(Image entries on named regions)

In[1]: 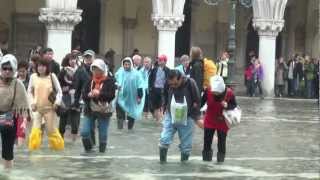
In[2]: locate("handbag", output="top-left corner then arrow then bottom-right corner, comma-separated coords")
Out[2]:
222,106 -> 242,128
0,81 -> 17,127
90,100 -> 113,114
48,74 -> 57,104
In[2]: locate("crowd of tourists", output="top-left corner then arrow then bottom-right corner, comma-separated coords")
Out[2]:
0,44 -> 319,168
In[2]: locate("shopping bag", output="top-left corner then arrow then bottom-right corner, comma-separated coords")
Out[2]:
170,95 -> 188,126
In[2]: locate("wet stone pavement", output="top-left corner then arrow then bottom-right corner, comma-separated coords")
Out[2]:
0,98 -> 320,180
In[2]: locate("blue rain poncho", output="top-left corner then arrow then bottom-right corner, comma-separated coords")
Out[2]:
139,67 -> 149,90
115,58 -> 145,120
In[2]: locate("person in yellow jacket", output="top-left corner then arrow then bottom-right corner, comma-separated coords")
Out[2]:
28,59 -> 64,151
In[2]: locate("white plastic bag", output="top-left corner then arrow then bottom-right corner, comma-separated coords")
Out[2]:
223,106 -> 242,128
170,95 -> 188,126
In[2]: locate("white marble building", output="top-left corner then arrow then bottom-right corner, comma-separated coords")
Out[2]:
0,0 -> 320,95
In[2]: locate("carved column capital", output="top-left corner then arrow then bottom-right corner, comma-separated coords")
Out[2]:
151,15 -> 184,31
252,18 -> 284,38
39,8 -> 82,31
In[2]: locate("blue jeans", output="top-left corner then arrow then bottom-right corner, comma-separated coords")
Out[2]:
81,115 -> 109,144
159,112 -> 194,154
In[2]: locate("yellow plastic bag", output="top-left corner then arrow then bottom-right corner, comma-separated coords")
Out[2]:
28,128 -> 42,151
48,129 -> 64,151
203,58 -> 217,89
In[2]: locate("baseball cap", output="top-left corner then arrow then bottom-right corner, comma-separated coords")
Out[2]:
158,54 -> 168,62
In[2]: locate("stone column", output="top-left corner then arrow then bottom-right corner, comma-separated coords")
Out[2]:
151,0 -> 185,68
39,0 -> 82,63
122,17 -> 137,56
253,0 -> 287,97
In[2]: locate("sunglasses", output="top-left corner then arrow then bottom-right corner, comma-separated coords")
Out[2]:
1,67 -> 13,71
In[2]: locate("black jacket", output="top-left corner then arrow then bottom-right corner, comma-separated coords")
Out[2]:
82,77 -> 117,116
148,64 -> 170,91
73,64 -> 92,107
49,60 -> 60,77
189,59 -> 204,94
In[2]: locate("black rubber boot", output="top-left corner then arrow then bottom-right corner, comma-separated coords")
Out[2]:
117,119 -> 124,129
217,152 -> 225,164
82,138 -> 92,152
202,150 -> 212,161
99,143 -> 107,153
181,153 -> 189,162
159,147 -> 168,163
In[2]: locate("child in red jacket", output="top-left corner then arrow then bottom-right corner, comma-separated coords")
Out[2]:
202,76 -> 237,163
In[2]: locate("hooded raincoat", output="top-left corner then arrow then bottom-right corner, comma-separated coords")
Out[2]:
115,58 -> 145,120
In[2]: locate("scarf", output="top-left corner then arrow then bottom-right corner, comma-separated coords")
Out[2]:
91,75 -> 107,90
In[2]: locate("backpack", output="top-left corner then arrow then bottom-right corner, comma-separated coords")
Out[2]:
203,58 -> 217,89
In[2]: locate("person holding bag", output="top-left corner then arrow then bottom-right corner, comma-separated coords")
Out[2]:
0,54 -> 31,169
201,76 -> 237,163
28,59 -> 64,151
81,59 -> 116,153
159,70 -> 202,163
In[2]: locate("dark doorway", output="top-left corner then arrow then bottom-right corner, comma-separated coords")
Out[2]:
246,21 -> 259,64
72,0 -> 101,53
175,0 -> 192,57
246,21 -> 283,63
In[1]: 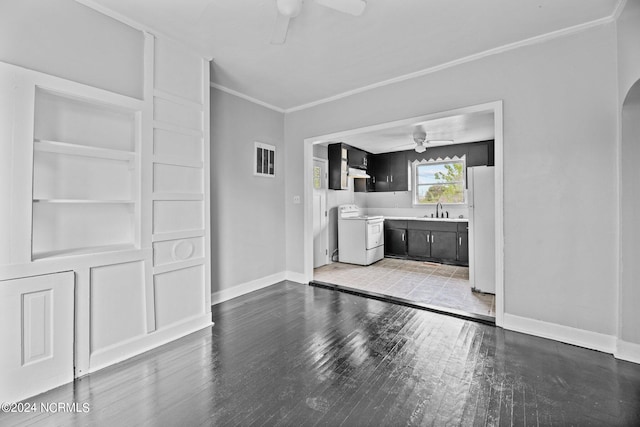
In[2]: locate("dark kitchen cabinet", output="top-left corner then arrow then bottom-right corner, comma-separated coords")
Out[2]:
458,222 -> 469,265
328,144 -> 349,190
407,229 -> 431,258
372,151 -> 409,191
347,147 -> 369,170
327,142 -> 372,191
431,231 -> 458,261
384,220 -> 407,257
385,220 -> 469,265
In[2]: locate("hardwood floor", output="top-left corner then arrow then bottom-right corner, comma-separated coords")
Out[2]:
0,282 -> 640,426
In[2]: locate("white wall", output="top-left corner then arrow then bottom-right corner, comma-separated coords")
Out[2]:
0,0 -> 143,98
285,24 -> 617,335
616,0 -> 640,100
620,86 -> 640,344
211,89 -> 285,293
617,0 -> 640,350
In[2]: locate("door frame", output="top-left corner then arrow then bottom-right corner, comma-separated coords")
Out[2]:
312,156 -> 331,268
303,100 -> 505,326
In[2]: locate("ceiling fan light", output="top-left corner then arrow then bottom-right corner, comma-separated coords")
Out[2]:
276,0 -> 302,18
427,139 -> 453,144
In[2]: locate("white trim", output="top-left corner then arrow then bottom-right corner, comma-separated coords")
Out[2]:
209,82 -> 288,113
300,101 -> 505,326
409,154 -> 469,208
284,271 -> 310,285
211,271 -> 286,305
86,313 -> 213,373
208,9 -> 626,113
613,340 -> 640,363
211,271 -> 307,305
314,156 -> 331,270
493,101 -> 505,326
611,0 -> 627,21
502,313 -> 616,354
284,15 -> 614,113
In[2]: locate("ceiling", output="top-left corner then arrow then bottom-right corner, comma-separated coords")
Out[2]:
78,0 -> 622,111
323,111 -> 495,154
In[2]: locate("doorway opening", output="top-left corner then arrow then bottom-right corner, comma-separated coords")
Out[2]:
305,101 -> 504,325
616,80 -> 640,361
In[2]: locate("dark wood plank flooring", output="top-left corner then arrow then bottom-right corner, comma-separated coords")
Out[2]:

• [Work to do]: Report each line of the records above that contains the word "doorway", matching case exactly.

• [Expected answer]:
In[2]: locate("dark doorway", output="top-left corner then arrow then bottom-right corner, comma-separated coords")
In[2]: locate("doorway opening", output="top-left corner then arrow then bottom-right corner, comma-separated coords")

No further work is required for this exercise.